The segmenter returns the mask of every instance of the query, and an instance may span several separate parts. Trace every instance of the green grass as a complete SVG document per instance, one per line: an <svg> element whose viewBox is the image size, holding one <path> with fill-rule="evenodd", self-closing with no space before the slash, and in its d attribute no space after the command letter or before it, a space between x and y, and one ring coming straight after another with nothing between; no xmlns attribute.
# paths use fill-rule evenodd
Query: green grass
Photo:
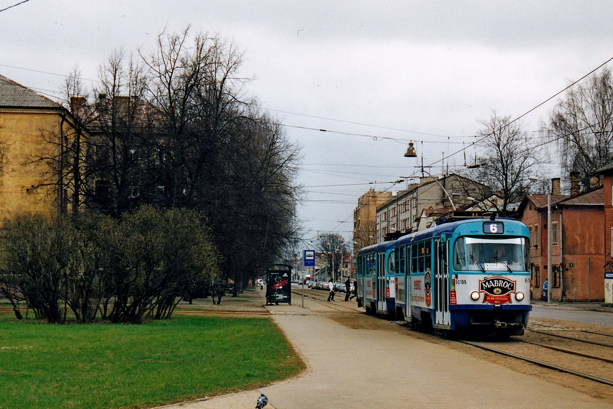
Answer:
<svg viewBox="0 0 613 409"><path fill-rule="evenodd" d="M0 315L0 408L147 407L256 387L303 364L264 318L48 325Z"/></svg>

- - - -

### What is required
Copy out all of the material above word for word, but leave out the picture.

### Full response
The segmenter returns the mask of every instance of the query, and an instance may span several separate parts. Trace every instance of the green grass as a complete SVG document per instance, one per line: an <svg> element whose viewBox is the image size, holding one <path> with fill-rule="evenodd", self-closing with no space before the slash, and in its d attribute no space after the command letter or before it, a space between x and y, and one ring coming straight after another with nothing between; no xmlns attribute.
# paths use fill-rule evenodd
Query: green grass
Photo:
Answer:
<svg viewBox="0 0 613 409"><path fill-rule="evenodd" d="M0 315L0 408L147 407L256 387L303 364L264 318L48 325Z"/></svg>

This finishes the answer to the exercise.